• _Описание задания_
Преобразуйте строки всех записей ниже в нумерованный список без пустых строк. Изображения в ответ не включайте.

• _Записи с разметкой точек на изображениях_
....
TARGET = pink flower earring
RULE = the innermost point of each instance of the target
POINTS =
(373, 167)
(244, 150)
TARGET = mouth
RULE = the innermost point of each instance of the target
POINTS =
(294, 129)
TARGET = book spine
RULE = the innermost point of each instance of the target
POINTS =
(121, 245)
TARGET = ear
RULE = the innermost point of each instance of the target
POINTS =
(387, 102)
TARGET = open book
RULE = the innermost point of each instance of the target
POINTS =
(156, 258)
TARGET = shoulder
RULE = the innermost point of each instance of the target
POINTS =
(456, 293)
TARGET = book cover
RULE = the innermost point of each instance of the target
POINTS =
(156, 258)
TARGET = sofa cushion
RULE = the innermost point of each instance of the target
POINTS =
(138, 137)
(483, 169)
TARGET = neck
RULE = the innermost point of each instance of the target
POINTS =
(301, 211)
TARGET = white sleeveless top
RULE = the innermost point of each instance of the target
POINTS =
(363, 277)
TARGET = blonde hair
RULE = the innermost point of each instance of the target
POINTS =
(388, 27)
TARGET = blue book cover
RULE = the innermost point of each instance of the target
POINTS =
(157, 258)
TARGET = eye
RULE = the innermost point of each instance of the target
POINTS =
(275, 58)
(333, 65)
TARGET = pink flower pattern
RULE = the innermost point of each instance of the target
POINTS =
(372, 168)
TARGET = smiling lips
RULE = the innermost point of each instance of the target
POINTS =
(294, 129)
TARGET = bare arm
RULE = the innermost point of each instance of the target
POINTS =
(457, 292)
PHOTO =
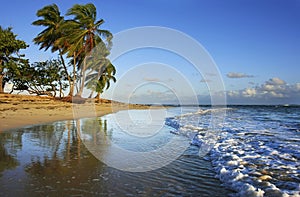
....
• _Ответ к упражнению_
1. TARGET = pink flower earring
2. RULE = the innermost point of each instance of the target
3. POINTS =
4. (373, 167)
5. (244, 150)
6. TARGET = mouth
7. RULE = the innermost point of each instance of the target
8. POINTS =
9. (294, 129)
10. TARGET = book spine
11. RULE = the innermost point of each instance of the target
12. POINTS =
13. (121, 245)
14. TARGET = ear
15. RULE = the innermost point of each instance of the target
16. POINTS =
17. (387, 102)
18. TARGET = open book
19. RULE = the innermost point of each instance of the target
20. POINTS =
21. (156, 258)
22. TARGET = shoulder
23. RULE = the innermost point of each instance of the target
24. POINTS =
25. (456, 293)
26. TARGET = book cover
27. RULE = the innermost point of each instance of the target
28. POINTS =
29. (156, 258)
30. TARGET = sofa cushion
31. RULE = the innermost point of each instance of the target
32. POINTS =
33. (138, 137)
34. (483, 169)
35. TARGET = neck
36. RULE = the innermost point of each instance of the target
37. POINTS =
38. (301, 211)
39. TARGET = white sleeveless top
40. RULE = the innermost point of each instance of the target
41. POINTS =
42. (363, 277)
43. TARGET = blonde hair
44. RULE = the innermost point of each instance of the target
45. POINTS =
46. (388, 27)
47. TARGET = blue book cover
48. RULE = the innermost point of each instance of the target
49. POINTS =
50. (157, 258)
51. TARGET = eye
52. RULE = the innermost point of each instance of the target
53. POINTS =
54. (275, 58)
55. (333, 65)
56. TARGET = pink flower pattern
57. RULE = the innermost point of each instance of the target
58. POINTS =
59. (372, 168)
60. TARGET = smiling lips
61. RULE = the innermost point of each instance of the target
62. POINTS =
63. (294, 129)
64. TARGET = bare arm
65. RULE = the innermost point of each instance of the target
66. POINTS =
67. (457, 292)
68. PHOTO =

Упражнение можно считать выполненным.